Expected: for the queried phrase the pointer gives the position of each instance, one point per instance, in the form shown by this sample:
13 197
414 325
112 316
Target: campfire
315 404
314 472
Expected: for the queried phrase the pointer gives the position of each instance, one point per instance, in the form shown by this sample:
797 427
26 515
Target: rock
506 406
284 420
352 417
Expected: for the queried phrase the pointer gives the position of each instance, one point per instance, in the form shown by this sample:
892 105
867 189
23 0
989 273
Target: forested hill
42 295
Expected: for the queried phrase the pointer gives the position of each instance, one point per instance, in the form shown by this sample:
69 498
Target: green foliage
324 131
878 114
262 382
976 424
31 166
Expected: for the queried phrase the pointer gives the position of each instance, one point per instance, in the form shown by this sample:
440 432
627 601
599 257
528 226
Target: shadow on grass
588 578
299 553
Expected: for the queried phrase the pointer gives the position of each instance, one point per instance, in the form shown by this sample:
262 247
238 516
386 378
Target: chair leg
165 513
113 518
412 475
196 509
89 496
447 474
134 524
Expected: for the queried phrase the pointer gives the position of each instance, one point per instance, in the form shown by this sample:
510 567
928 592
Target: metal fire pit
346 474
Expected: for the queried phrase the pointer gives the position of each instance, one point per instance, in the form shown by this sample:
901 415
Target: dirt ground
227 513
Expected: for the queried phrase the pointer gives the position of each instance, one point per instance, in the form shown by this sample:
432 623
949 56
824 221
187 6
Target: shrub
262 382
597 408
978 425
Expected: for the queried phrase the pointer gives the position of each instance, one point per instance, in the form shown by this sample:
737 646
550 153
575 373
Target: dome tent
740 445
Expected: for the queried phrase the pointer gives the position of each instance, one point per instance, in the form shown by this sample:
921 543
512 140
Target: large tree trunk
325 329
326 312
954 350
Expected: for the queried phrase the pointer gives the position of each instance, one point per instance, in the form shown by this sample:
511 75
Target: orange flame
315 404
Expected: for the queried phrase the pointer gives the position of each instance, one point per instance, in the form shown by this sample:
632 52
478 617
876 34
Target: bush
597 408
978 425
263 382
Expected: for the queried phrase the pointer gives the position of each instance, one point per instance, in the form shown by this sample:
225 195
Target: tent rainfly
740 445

# # #

Exercise instructions: Count the lines in the entries above that contain the string "tent", with case counting. Reply with the number only.

Complete output: 2